— STATED GOAL —
In the forum thread on dropout in evaluation mode below, list every variable name that the first code snippet assigns a value to with "=".

— TEXT SHOWN —
============================================================
Placing dropout when putting model.eval

Hi. In evaluation mode, do we need to still put the line of dropout? This is the code

import torch
import torch.nn as nn

x = torch.randn(4,4)
drop = nn.Dropout(0.5)
model = nn.Linear(4,6)

d = model(drop(x))
n = model(x)
print(d == n)

This gives a matrix of 0s (all False). So which one should be correct? model(drop(x)) or model(x)? I’ve seen some GitHub codes use model(x), but then in this case how would the model scale the output at test time if drop(x) is removed at test time?

Usually you would create a model containing all layers. If you then call model(inputs), the forward pass will be executed (in your case with the linear layer and dropout). If your model is quite simple, you could use nn.Sequential, otherwise you would just write a custom nn.Module.

In your example code, you would have to call drop.eval(), to set the dropout layer to evaluation, as model does not contain this layer.

Thanks alot @ptrblck for your answer. If I had them in a class like:

class Model(nn.Module):

    def __init__():

        super(Model, self).__init__()
        self.layer = nn.Linear(4,6)
        self.dropout = nn.Dropout(p=0.5)
        self.classification = nn.Linear(6,3)
============================================================
— DATA ENTRIES —
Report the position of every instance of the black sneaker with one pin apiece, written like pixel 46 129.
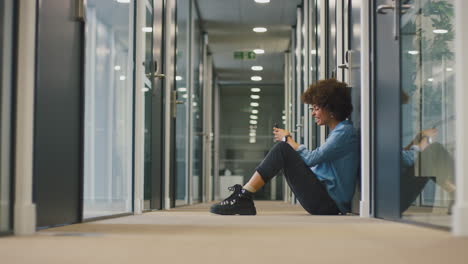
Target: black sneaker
pixel 240 202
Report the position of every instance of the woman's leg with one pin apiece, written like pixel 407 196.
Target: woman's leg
pixel 310 192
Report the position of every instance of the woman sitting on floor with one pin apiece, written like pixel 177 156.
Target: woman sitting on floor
pixel 323 179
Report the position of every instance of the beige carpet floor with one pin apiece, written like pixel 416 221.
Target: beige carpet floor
pixel 280 233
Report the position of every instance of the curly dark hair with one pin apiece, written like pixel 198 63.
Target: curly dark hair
pixel 331 95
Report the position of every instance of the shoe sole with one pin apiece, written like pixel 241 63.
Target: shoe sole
pixel 240 212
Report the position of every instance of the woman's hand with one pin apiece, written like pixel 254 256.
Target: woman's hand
pixel 280 133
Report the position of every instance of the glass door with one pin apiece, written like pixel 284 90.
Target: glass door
pixel 197 108
pixel 6 74
pixel 108 103
pixel 182 82
pixel 153 87
pixel 415 114
pixel 427 111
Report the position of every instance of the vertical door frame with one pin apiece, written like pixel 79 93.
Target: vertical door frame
pixel 207 118
pixel 24 208
pixel 139 108
pixel 387 125
pixel 169 121
pixel 365 209
pixel 7 79
pixel 460 212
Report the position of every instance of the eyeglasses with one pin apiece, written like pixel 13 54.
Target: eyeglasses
============================================================
— EXPECTED ANSWER —
x, drop, model, d, n